Supplied material:
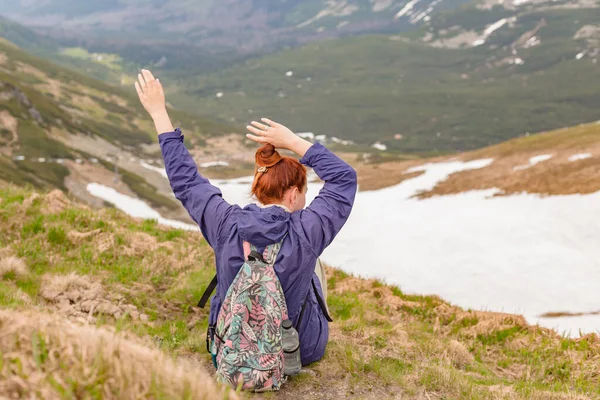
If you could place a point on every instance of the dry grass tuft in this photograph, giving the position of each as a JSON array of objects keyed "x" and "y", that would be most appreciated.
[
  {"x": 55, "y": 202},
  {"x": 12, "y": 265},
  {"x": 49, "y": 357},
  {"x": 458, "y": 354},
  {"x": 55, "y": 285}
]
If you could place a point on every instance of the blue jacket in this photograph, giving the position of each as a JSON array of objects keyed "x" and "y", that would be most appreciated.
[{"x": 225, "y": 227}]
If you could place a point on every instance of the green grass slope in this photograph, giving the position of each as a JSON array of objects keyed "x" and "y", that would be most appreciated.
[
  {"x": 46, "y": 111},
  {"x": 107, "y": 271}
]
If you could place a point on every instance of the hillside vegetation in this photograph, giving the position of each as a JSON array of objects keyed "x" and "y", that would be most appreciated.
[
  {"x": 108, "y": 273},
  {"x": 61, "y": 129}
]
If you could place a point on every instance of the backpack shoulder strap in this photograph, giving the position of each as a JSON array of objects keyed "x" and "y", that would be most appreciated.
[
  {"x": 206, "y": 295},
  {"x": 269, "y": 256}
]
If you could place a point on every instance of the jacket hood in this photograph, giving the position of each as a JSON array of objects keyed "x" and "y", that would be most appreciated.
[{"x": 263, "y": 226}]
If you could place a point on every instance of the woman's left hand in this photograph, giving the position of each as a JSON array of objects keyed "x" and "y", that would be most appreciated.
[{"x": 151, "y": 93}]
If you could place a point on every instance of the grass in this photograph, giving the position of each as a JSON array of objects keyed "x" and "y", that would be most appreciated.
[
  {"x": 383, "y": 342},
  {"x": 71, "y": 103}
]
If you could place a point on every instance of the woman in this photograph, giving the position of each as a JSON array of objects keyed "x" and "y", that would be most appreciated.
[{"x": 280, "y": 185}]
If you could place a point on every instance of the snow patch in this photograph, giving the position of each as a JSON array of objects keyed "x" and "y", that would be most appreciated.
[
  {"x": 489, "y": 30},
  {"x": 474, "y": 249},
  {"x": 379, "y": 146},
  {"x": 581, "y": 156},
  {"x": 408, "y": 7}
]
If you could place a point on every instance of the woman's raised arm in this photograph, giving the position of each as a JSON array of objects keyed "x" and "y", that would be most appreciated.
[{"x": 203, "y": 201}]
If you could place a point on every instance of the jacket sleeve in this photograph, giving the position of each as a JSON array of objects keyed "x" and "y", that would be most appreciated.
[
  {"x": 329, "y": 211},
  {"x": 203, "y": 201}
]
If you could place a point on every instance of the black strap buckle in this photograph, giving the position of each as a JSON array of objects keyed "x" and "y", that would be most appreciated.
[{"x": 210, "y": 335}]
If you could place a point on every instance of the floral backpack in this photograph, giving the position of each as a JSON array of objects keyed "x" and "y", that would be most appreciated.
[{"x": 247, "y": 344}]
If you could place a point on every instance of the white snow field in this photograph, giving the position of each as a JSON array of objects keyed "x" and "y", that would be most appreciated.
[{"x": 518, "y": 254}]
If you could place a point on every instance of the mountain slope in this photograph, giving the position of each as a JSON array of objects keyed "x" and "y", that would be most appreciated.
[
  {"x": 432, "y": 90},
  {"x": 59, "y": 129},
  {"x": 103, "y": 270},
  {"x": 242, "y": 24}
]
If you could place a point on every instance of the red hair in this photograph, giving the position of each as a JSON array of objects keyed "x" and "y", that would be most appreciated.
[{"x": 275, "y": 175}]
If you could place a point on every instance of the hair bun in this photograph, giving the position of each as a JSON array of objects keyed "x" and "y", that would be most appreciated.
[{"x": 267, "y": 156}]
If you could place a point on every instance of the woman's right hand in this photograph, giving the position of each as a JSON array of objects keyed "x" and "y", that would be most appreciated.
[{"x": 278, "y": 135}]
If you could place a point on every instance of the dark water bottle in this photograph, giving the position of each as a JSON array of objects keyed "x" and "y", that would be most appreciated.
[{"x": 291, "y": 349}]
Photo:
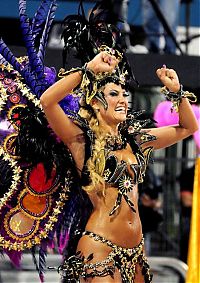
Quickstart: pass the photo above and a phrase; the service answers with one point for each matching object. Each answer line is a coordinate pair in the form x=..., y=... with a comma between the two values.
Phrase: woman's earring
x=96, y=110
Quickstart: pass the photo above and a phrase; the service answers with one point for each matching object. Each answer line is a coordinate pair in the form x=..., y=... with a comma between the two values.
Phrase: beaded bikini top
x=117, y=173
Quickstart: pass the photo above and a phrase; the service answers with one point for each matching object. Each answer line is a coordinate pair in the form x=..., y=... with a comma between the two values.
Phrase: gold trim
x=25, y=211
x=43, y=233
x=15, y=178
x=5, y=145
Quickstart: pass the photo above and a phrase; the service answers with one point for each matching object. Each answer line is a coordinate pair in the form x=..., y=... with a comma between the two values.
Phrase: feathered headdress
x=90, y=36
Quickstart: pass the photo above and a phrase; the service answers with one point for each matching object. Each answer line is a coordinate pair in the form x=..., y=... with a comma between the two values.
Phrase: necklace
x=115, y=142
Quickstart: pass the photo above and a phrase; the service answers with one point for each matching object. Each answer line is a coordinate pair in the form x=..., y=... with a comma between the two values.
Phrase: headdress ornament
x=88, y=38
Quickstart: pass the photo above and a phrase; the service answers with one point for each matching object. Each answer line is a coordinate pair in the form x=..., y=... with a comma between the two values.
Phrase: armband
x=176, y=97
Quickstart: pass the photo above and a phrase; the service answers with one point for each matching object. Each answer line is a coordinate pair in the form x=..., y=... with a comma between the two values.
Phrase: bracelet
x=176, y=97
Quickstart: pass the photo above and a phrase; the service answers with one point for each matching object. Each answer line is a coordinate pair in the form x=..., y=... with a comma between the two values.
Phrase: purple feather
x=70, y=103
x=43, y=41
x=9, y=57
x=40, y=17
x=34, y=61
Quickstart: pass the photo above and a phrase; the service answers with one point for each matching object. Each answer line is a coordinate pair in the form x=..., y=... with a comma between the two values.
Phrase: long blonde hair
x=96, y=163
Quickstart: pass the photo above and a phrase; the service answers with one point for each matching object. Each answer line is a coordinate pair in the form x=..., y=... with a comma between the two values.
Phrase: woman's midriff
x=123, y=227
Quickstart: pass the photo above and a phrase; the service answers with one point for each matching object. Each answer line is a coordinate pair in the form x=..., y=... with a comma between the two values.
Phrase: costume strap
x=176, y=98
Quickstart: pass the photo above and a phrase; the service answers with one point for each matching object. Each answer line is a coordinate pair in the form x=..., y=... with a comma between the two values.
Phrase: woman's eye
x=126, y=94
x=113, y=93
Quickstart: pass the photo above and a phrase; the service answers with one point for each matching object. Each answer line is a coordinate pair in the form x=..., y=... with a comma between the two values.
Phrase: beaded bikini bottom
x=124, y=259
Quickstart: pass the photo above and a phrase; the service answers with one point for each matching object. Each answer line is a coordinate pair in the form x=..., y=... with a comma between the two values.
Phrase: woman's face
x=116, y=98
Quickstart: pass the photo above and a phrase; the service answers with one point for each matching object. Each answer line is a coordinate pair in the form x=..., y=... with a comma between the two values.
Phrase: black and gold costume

Given exercise:
Working from the lines above, reproduce the material exactly and exclude its pictures.

Written response:
If you could place a point on every instance of the dry grass tuft in this photograph, giving the position of each as a JSON array of objects keyed "x" and "y", that would be most appreciated.
[
  {"x": 55, "y": 202},
  {"x": 12, "y": 265},
  {"x": 49, "y": 357},
  {"x": 458, "y": 354},
  {"x": 55, "y": 285}
]
If you could place a point on every instance of the blue jacket in this photograph, giving the position of each as a JSON array of objects keyed "x" and "y", that would be most appreciated.
[{"x": 225, "y": 227}]
If you could place a point on every instance of the green grass slope in this photograph, giving the position of each as a JSON array of objects keyed "x" and "y", that would be most appreciated.
[
  {"x": 46, "y": 111},
  {"x": 107, "y": 271}
]
If you could place a point on every instance of the hillside vegetation in this photograph, giving the position of each as a JSON array of objects keyed "x" and "y", that would be most appreciated.
[
  {"x": 108, "y": 273},
  {"x": 61, "y": 129}
]
If you could place a point on every instance of the backpack shoulder strap in this photograph, giving the position of each as a JSON array of objects keyed "x" and "y", that would be most appreciated.
[
  {"x": 206, "y": 295},
  {"x": 269, "y": 256}
]
If you could place a point on every instance of the jacket hood in this photograph, giving the position of each as a JSON array of objects keyed "x" and "y", that would be most appreciated.
[{"x": 263, "y": 226}]
If you could place a point on every instance of the woman's left hand in this photograph, giving the position of each as a JSON array of objects keyed "x" and "y", that would be most appreciated.
[{"x": 151, "y": 93}]
If you could place a point on every instance of the grass in this photograph, giving the position of each as a JSON array of objects keyed "x" and "y", that would be most appreciated.
[
  {"x": 383, "y": 342},
  {"x": 71, "y": 103}
]
If you could place a point on every instance of the woman in this photograph, giving the position of each as a JSON array of objects keyed "x" and "y", that would be most appreciated.
[{"x": 280, "y": 185}]
If you could place a point on every instance of the snow patch in this photograph, giving the position of each as a JSON array of objects keyed "x" and "y", that would be most appreciated.
[
  {"x": 489, "y": 30},
  {"x": 474, "y": 249},
  {"x": 379, "y": 146},
  {"x": 581, "y": 156},
  {"x": 408, "y": 7}
]
If you could place a point on every instance of the woman's raised arm in this photograph, giving the position of each as a JSON array of objects keyed "x" and "y", that would be most appreciated.
[{"x": 203, "y": 201}]
If you could place a point on every instance of the jacket sleeve in this photograph, giving the position of each as a JSON array of objects keyed "x" and "y", that would be most appreciated.
[
  {"x": 329, "y": 211},
  {"x": 203, "y": 201}
]
If you could place a point on every instance of the black strap buckle in this photograph, giving the position of each as a JSON array of objects keyed "x" and "y", that would be most appreciated.
[{"x": 210, "y": 335}]
If you could place a point on every instance of the floral backpack in this photograph, giving the position of each as a JSON array of objects keyed "x" and "y", that would be most appreciated.
[{"x": 247, "y": 344}]
If you could place a point on every instance of the white snow field in this photograph, giving the position of each as a JSON array of objects keyed "x" and "y", that would be most appreciated.
[{"x": 518, "y": 254}]
If you could place a point on every instance of the mountain slope in this photograph, giving the position of each as a JSON array of objects keyed "x" and "y", that would be most appreciated.
[
  {"x": 432, "y": 90},
  {"x": 59, "y": 129},
  {"x": 103, "y": 270},
  {"x": 242, "y": 24}
]
If you could place a point on every instance of the red hair in this photograph, giving the position of each as a JSON array of objects keyed "x" and "y", that would be most appreciated.
[{"x": 275, "y": 175}]
If you could place a point on every instance of the hair bun in this photograph, giving the position of each as a JSON array of objects keyed "x" and "y", that would be most appreciated.
[{"x": 267, "y": 156}]
If you could place a point on every instance of the woman's right hand in this photograph, giving the position of each as a JSON array of objects keyed "x" and "y", that would be most appreciated.
[{"x": 278, "y": 135}]
If you could place a point on every instance of the dark water bottle in this photograph, giving the position of each as a JSON array of objects keyed "x" and "y", that would be most appreciated.
[{"x": 291, "y": 349}]
Photo:
Quickstart: pass the photo above and a phrase; the service answers with one point for each matching object. Each answer line is a coordinate pair in the form x=..., y=... with a comma between the two values.
Phrase: woman's earring
x=96, y=110
Quickstart: pass the photo above and a phrase; the service answers with one point for each matching object. Each answer line is a coordinate pair in the form x=..., y=... with a comma between the two values.
Phrase: beaded bikini top
x=117, y=173
Quickstart: pass the photo above and a phrase; the service answers with one point for each matching object. Each answer line is a coordinate pair in the form x=..., y=... with a comma between the two values.
Phrase: gold trim
x=25, y=211
x=43, y=233
x=15, y=178
x=5, y=145
Quickstart: pass the photo above and a phrase; the service answers with one point for each matching object. Each answer line is a coordinate pair in the form x=..., y=... with a comma between the two values.
Phrase: feathered headdress
x=90, y=36
Quickstart: pass the photo above and a phrase; the service answers with one point for each matching object. Each answer line is a coordinate pair in the form x=..., y=... with a comma between the two values.
Phrase: necklace
x=115, y=142
Quickstart: pass the photo above and a phrase; the service answers with one point for each matching object. Each answer line is a coordinate pair in the form x=..., y=... with a comma between the two values.
Phrase: headdress ornament
x=88, y=38
Quickstart: pass the photo above and a phrase; the service answers with one point for each matching object. Each answer line is a coordinate pair in the form x=..., y=... with a comma between the two values.
Phrase: armband
x=176, y=97
Quickstart: pass the photo above and a phrase; the service answers with one point for each matching object. Each answer line is a coordinate pair in the form x=..., y=... with a comma between the two values.
Phrase: bracelet
x=176, y=97
Quickstart: pass the photo above and a phrase; the service answers with one point for each matching object. Each answer line is a coordinate pair in the form x=..., y=... with a comma between the two values.
Phrase: purple feather
x=70, y=103
x=43, y=41
x=9, y=57
x=40, y=17
x=34, y=61
Quickstart: pass the photo above and a phrase; the service answers with one point for each matching object. Each answer line is a coordinate pair in the form x=..., y=... with a comma between the two values.
Phrase: long blonde hair
x=96, y=163
Quickstart: pass the photo above and a phrase; the service answers with one point for each matching object. Each answer line is a coordinate pair in the form x=..., y=... with a comma between the two values.
Phrase: woman's midriff
x=123, y=227
Quickstart: pass the photo above and a phrase; the service answers with one point for each matching object. Each answer line is a coordinate pair in the form x=..., y=... with a comma between the two values.
Phrase: costume strap
x=176, y=98
Quickstart: pass the photo above and a phrase; the service answers with one point for each matching object. Each answer line is a coordinate pair in the form x=..., y=... with a comma between the two values.
Phrase: woman's eye
x=126, y=94
x=113, y=93
Quickstart: pass the photo above and a phrase; the service answers with one point for each matching object. Each answer line is a coordinate pair in the form x=..., y=... with a comma between the two values.
Phrase: beaded bikini bottom
x=124, y=259
Quickstart: pass the photo above and a phrase; the service answers with one point for each matching object. Each answer line is a coordinate pair in the form x=..., y=... with a comma between the two values.
Phrase: woman's face
x=116, y=98
Quickstart: pass the photo above and a phrase; the service answers with one point for each matching object. Each answer line is a coordinate pair in the form x=..., y=... with a comma between the two values.
Phrase: black and gold costume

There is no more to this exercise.